DOCUMENT ->
*-*-*
The report revealed that members of the Alternative for Germany (AfD) party’s
Potsdam branch had secretly met with Identitarian Movement activists, including
Martin Sellner, to discuss “remigration” plans to deport not only migrants but
also German citizens with migrant backgrounds back to their ancestral
countries. Despite widespread public backlash and the protests — some of which
drew hundreds of thousands of participants — the AfD would eventually adopt
remigration into its election manifesto for the 2025 federal election, likely
emboldened by state-level election victories in September 2024.
During
this period, we observed that transnational support for remigration began
accelerating, indicated by increased posts from far-right political party,
activist, and commentator accounts based in the U.K. and the U.S.
The same
narratives expressing anti-migrant and anti-Muslim hostility pervaded. However,
a subtle but significant shift emerged: the discourse increasingly focused on
naturalized citizens of immigrant background, who were now also framed as
threats. The notion of revoking citizenship based on ethnonationalist
conceptions of loyalty not only establishes a dangerous precedent but also
calls into question the legitimacy of democratic institutions and the rule of
law.
*-*-*
Records excerpted from a collection:

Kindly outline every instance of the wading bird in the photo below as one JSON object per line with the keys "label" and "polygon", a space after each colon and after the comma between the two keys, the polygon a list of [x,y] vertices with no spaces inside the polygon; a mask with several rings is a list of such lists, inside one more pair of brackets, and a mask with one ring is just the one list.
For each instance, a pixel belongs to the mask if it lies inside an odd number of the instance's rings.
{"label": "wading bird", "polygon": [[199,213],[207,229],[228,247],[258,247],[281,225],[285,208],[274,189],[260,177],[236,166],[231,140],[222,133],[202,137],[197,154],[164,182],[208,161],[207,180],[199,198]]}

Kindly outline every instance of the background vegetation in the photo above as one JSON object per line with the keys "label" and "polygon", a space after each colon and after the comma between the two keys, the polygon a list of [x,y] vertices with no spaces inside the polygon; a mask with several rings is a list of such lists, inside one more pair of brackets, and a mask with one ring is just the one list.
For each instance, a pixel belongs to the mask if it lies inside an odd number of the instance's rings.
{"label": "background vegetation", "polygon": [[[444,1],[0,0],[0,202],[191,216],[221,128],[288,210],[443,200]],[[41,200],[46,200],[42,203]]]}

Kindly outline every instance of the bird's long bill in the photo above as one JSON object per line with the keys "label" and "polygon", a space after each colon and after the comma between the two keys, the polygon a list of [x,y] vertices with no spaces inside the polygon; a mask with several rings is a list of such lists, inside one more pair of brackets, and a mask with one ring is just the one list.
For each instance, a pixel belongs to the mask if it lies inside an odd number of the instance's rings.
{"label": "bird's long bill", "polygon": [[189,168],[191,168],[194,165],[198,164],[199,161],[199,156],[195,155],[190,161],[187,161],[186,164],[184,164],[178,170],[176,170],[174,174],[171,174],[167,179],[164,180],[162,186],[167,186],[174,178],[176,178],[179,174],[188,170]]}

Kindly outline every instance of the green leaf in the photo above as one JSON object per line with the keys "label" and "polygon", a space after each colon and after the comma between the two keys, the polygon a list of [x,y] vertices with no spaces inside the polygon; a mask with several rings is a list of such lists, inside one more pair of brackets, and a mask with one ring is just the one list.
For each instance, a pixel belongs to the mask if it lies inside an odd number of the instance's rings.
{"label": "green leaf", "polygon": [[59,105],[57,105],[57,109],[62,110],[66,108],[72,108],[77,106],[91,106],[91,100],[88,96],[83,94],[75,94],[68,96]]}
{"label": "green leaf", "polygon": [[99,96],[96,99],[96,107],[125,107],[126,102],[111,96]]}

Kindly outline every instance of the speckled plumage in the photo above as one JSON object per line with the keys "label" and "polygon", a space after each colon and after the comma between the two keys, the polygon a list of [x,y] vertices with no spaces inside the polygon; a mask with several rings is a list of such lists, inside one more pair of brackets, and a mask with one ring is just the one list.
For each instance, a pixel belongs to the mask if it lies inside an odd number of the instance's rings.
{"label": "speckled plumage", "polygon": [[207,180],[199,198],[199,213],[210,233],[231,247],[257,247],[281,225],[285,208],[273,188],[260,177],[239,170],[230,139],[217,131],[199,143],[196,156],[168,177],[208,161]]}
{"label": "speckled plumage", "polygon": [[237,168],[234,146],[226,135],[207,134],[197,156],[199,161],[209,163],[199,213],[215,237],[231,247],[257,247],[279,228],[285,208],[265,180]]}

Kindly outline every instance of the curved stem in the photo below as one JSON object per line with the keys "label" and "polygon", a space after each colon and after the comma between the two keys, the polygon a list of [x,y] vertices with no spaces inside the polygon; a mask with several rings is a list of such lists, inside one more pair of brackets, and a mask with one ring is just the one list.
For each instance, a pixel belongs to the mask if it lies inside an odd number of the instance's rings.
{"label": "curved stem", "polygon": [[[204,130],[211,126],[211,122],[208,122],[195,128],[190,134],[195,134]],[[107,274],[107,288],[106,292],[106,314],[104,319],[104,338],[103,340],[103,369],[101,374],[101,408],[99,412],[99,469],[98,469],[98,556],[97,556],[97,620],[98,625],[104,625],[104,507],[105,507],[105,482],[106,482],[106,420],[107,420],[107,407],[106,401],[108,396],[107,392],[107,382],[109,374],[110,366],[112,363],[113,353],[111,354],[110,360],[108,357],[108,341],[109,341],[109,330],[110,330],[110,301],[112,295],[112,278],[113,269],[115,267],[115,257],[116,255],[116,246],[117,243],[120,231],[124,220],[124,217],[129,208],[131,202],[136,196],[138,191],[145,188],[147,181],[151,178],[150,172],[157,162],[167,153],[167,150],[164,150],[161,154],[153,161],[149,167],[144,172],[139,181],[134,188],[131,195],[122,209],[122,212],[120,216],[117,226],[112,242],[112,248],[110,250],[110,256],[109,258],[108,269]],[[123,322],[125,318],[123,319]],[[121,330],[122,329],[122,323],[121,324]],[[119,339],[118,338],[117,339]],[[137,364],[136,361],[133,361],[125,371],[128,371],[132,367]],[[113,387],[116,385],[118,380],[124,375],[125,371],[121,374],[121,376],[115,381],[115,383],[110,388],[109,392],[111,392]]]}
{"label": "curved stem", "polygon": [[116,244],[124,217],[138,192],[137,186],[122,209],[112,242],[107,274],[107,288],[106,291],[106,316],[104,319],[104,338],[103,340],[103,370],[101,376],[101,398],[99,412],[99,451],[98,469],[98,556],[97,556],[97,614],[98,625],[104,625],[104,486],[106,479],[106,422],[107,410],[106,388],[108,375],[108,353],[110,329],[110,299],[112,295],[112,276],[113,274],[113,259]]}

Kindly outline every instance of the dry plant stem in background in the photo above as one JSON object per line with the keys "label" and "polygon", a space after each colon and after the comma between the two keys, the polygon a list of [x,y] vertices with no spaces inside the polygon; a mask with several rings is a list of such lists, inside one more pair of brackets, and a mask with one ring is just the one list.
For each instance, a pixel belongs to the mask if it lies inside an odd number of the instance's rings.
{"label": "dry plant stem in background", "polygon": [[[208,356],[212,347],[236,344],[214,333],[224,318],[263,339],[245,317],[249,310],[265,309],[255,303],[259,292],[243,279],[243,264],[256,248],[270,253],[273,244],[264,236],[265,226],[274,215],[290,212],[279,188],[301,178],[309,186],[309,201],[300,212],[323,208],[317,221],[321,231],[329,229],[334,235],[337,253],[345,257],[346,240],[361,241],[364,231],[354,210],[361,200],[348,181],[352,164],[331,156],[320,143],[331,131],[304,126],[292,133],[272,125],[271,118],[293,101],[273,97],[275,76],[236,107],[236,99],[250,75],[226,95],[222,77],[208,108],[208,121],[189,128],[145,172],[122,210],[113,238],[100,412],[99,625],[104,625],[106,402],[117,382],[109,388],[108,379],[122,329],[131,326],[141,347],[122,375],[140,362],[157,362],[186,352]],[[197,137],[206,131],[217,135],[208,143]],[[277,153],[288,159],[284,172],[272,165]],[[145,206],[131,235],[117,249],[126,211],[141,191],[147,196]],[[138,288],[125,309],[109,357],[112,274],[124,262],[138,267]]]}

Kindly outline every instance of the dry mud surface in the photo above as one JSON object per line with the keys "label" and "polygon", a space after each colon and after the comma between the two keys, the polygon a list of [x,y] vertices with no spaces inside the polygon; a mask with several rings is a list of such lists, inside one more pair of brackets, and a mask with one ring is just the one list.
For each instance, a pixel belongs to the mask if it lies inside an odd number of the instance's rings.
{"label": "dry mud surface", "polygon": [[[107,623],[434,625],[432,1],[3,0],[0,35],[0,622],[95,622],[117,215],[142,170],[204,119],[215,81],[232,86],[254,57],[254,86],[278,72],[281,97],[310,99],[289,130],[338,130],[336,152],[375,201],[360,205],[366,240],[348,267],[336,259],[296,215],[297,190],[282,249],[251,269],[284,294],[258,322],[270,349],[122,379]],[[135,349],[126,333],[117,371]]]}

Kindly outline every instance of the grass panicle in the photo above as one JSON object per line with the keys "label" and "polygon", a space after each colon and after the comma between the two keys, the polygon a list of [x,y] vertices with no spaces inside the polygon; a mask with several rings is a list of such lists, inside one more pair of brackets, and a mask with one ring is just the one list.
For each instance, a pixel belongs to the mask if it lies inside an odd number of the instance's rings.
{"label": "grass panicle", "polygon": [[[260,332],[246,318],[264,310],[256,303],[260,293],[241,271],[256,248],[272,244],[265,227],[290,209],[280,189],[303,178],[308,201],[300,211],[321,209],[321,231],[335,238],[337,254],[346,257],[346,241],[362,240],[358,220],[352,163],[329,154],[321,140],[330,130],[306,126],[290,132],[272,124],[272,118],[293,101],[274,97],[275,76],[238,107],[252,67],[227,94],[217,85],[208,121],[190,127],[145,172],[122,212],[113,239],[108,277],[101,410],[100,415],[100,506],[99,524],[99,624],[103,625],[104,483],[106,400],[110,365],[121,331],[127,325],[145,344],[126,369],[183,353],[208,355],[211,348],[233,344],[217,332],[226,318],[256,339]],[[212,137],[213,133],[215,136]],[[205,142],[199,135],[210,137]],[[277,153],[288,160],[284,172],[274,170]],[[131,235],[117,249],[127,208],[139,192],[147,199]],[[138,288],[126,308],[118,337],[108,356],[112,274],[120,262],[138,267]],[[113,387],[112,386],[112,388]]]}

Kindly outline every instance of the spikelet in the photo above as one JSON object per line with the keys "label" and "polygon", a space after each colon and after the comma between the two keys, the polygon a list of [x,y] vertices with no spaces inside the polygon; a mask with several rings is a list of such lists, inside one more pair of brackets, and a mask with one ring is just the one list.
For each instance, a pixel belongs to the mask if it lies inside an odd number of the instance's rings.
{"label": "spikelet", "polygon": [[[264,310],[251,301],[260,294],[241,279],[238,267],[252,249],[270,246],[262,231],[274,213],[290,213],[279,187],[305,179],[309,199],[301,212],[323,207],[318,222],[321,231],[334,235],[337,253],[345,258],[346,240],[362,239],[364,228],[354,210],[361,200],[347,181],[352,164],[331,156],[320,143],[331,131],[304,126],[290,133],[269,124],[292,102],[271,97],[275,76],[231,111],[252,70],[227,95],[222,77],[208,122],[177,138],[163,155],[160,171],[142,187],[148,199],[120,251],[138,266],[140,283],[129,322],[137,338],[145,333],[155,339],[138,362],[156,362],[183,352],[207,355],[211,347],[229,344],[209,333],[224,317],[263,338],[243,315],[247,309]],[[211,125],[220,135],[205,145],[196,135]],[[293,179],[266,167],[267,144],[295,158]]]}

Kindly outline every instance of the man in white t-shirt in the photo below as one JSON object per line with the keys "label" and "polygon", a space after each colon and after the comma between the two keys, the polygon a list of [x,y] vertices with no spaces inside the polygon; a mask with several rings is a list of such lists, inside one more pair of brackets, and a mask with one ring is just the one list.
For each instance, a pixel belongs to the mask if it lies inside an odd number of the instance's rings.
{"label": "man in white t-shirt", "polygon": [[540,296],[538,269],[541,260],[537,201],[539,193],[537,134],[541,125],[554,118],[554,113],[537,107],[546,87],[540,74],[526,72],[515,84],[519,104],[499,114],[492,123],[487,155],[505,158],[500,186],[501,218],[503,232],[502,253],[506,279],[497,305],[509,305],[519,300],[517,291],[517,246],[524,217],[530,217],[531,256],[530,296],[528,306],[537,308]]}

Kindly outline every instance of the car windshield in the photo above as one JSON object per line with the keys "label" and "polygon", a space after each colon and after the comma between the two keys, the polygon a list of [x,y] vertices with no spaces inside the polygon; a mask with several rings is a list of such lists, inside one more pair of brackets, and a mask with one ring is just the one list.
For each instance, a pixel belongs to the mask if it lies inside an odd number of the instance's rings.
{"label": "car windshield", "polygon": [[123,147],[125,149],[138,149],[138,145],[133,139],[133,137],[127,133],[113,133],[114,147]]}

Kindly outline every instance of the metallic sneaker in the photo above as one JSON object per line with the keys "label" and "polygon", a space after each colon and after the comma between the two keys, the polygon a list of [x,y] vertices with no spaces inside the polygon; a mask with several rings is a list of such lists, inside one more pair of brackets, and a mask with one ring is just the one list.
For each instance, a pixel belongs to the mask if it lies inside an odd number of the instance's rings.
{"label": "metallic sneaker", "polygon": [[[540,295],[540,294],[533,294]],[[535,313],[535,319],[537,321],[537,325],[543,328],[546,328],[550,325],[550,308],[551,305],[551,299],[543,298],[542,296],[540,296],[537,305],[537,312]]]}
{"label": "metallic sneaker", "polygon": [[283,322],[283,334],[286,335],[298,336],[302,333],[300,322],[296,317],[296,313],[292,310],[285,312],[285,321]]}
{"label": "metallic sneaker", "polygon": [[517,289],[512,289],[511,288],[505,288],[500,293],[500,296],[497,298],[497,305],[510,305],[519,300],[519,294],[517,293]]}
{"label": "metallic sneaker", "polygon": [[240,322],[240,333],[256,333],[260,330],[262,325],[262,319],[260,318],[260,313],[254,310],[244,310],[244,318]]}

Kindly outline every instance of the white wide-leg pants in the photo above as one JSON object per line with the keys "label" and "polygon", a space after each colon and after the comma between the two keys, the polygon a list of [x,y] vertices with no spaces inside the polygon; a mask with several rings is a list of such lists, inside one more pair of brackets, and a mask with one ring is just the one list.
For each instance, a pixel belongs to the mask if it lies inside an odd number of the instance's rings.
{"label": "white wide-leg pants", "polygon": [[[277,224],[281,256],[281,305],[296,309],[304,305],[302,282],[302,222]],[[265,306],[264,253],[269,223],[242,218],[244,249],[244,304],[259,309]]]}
*-*-*
THINGS TO DO ->
a – Express the records from the line containing "Kindly outline every instance of the white" through the end of the records as a two-column CSV with the columns request and answer. Give one row per request, put each value in a single quoted field, and replace line breaks with spaces.
b – Write the next part of the text on transnational support for remigration, picking up after its final sentence.

THE ANSWERS ->
a –
request,answer
"Kindly outline every instance of the white wide-leg pants in the photo above as one JSON object per line with the keys ""label"" and ""polygon"", a space after each colon and after the comma between the two keys, the polygon a list of [x,y] vertices with no spaces inside the polygon; a mask with several rings is a list of such lists, inside one more pair of brackets, and a mask with one ring is just the one list. For each instance, a pixel belongs to the mask if it lies inside an odd number of the instance's rings.","{""label"": ""white wide-leg pants"", ""polygon"": [[[277,224],[281,256],[281,305],[296,309],[304,305],[302,282],[302,222]],[[265,306],[264,253],[269,223],[242,218],[244,249],[244,304],[259,309]]]}"

b –
A
significant number of posts during this period also include the phrase “mass
deportation(s),” which had not commonly appeared in conjunction with
remigration in posts until 2024. The adoption and circulation of this phrase —
given the association of mass deportations with the Holocaust — was initiated
by prominent Anglosphere accounts before being embraced by European actors.
Our
analysis reveals spikes in cross-posting about mass deportation between X and
Telegram at key periods, namely, in January, May, and late September. Although
these spikes do not always correlate across the platforms, it demonstrates that
there a periods in which we see waves of similar activity. Thus, high-profile
Telegram channels help drive the same conversation on X during spikes. Often,
discourse begins to trend on Telegram prior to X. For instance, British
far-right activist Tommy Robinson emerged as a key proponent of mass
deportation, beginning to post the term on Telegram in 2022. Robinson
singularly mentioned mass deportations 94 times between August 2024 and
November 2025 on his channel. However, not until June 2025 did mass deportation
reach widespread use with its articulation by President Trump in the context of
ongoing Immigration and Customs Enforcement (ICE) raids in the United States.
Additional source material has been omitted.